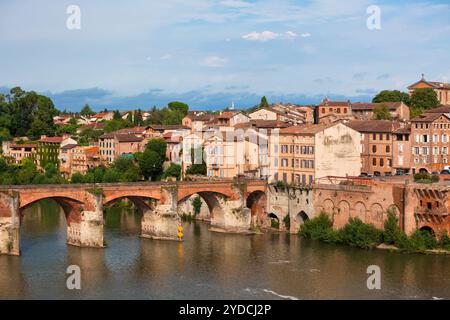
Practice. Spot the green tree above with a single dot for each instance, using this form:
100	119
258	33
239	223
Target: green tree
264	103
150	165
117	115
138	121
392	96
197	204
86	111
115	125
422	100
382	113
197	168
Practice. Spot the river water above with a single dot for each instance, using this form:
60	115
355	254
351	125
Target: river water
206	265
········
=== Task item ===
Print each line of the material above exactly, with the pictures removed from your copy.

=== Reply ===
Practice. Spot the green tree above with a single dot for each instance, using this form:
100	119
258	33
239	223
Target: green tree
264	103
150	165
117	115
138	121
392	96
197	204
86	111
115	125
422	100
382	113
197	168
Practice. Spot the river water above with a single dot for each instance, using this form:
60	115
355	254
351	125
Target: river water
206	265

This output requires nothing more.